■ Written tasks:
**A)** Reproduce the Verizon DNS post from "On Thu, Dec" to "(pay-per-click?) advertising page.".
**B)** Write out the stored data listing again from its first line to the line with "xmin=168 ymin=200 xmax=182 ymax=217", requests included, and raise every bounding box coordinate in the answers by 67. Leave the pictures out.

■ Extracted text:

□ □ □ □ □ □ □

OT: Verizon wildcarding DNS

Jay R. Ashworth jra at baylink.com
Fri Dec 7 09:01:50 PST 2007


On Thu, Dec 06, 2007 at 01:51:03PM -0500, Kenneth Brody wrote:
> As you probably recall, Internic got reamed a couple of years ago
> for wildcarding all of *.com, causing any non-existent domains to
> resolve to their (pay-per-click?) advertising page.

Sitefinder, yes.

> Well, it appears that Verizon is doing the same thing for ("to"?)
> their customers.

"To".

> I mistyped one of our domain names into my browser, and it took me
> to a Verizon search page.  I was pretty sure that the domain name
> I actually typed didn't exist (and a whois confirmed that).  Delving
> a little further, I found:
> 
>     You reached the preceding search results page because Verizon
>     is using specific Domain Name Service (DNS) Servers to look up
>     domain names. These DNS Servers eliminate dead-end "no such name"
>     error pages you can encounter as you surf the web. This search
>     service is designed to make your web surfing experience more
>     productive. No software was installed on your computer for this
>     service to work.
> 
> They do, however, allow you to "opt out" of their "DNS assistance"
> service, and you can download a simple 9-page PDF with instructions
> on reconfiguring your router to do so.  (At least, the one for my
> particular router was 9 pages long.  Each router they supply has
> its own PDF on how to reconfigure it.)

What is this, now, Slashdot?  :-)

Verizon -- Earthlink is doing this too -- has put this hack in place on
their default customer resolver DNS servers, for all the stupid people
out there in the world, who can't type, and who don't understand the
difference between an Address box and a Search box.

(Ironically, I'm a contributor to this; my habit of making Google the
default page on machines I configure combined with Google's pull-focus
javascript causes some of my clients to type a lot of URLs into Google,
and waste a click and a page load.)

I agree that's it a Bad Idea -- not least because it breaks those
(admittedly somewhat arcane) applications which depend on NXDOMAIN
responses for domains which actually don't exist -- but it's easy to
fix: change the DNS servers on your workstation to point to the
alternative ones they also operate.  Or, as someone else notes, to
someone else's entirely (I used to use open-rsc.org's, but they appear
to be semi-moribund).

□ □ □ □ □ □ □

Stored data
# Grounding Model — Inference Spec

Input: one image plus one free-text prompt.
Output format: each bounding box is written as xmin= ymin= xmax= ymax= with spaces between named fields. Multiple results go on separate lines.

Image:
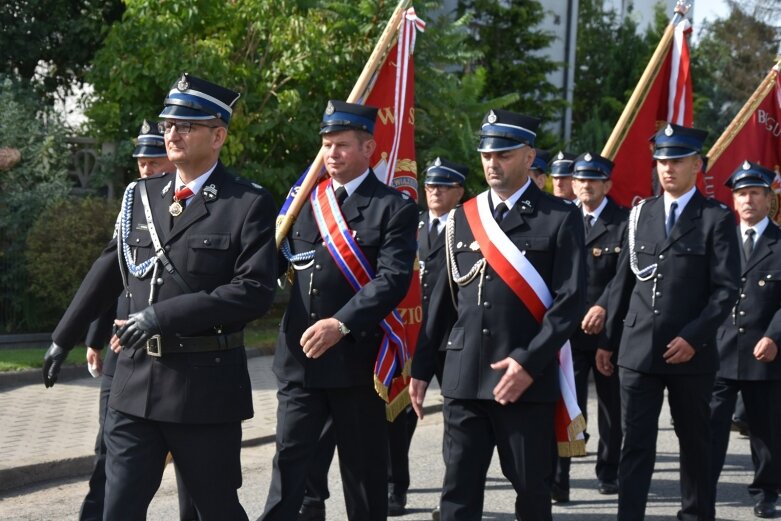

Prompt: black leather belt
xmin=146 ymin=331 xmax=244 ymax=357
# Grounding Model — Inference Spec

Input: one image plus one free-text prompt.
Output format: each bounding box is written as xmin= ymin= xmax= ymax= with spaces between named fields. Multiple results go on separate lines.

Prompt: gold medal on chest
xmin=168 ymin=200 xmax=182 ymax=217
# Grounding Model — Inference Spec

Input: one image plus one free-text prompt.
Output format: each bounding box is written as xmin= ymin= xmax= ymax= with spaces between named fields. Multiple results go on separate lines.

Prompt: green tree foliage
xmin=458 ymin=0 xmax=564 ymax=146
xmin=0 ymin=77 xmax=70 ymax=331
xmin=25 ymin=198 xmax=119 ymax=327
xmin=570 ymin=0 xmax=652 ymax=153
xmin=692 ymin=2 xmax=779 ymax=143
xmin=0 ymin=0 xmax=123 ymax=98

□ □ □ □ □ □ □

■ Answers for the tasks:
**A)**
On Thu, Dec 06, 2007 at 01:51:03PM -0500, Kenneth Brody wrote:
> As you probably recall, Internic got reamed a couple of years ago
> for wildcarding all of *.com, causing any non-existent domains to
> resolve to their (pay-per-click?) advertising page.

**B)**
# Grounding Model — Inference Spec

Input: one image plus one free-text prompt.
Output format: each bounding box is written as xmin= ymin= xmax= ymax= with spaces between named fields. Multiple results go on separate lines.

Image:

Prompt: black leather belt
xmin=213 ymin=398 xmax=311 ymax=424
# Grounding Model — Inference Spec

Input: one image plus one free-text prompt.
Output format: each bounding box is written as xmin= ymin= xmax= ymax= with spaces between named fields. Multiple results go on separate lines.

Prompt: gold medal on chest
xmin=235 ymin=267 xmax=249 ymax=284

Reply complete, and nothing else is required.